Coordinate annotation records
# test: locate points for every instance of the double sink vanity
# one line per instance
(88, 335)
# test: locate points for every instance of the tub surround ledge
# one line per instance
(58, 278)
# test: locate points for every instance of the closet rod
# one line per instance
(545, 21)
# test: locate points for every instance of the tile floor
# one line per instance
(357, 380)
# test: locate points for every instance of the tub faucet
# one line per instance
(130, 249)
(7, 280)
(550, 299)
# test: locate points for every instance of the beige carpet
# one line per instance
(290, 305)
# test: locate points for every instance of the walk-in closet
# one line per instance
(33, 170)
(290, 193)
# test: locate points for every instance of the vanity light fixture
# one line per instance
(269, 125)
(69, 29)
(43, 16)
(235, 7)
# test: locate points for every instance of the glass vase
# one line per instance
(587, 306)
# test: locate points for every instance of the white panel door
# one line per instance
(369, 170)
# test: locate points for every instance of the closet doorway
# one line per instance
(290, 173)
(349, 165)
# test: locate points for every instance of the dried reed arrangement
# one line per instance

Given request>
Print every entry above again, line for line, with no changes.

Exercise answer>
# test: locate points for every instance of the double sink vanity
# one line per instance
(88, 335)
# test: locate points for every instance of the tub surround ledge
# one line per instance
(58, 278)
# test: locate points for every instance of the closet rod
# one line per instance
(545, 21)
# test: locate points for every instance of the tile floor
# one line per instance
(357, 380)
# test: locate points for every instance of the tub faucet
# one line per instance
(130, 249)
(7, 280)
(550, 299)
# test: locate points for every instance of the beige carpet
# one line per instance
(290, 305)
# test: locate points for every instance of the walk-in closet
# one line per instance
(33, 170)
(290, 193)
# test: locate points for every instance of the vanity light fixture
# one line per instance
(269, 125)
(69, 29)
(43, 16)
(235, 7)
# test: locate points for every instance of the glass vase
# one line per instance
(587, 306)
# test: locate points for every instance of the white panel door
# one line per instance
(369, 170)
# test: locate points for every instance of the closet doorway
# one line per instance
(290, 173)
(349, 165)
# test: locate points for every instance of the dried reed arrangement
# one line per instance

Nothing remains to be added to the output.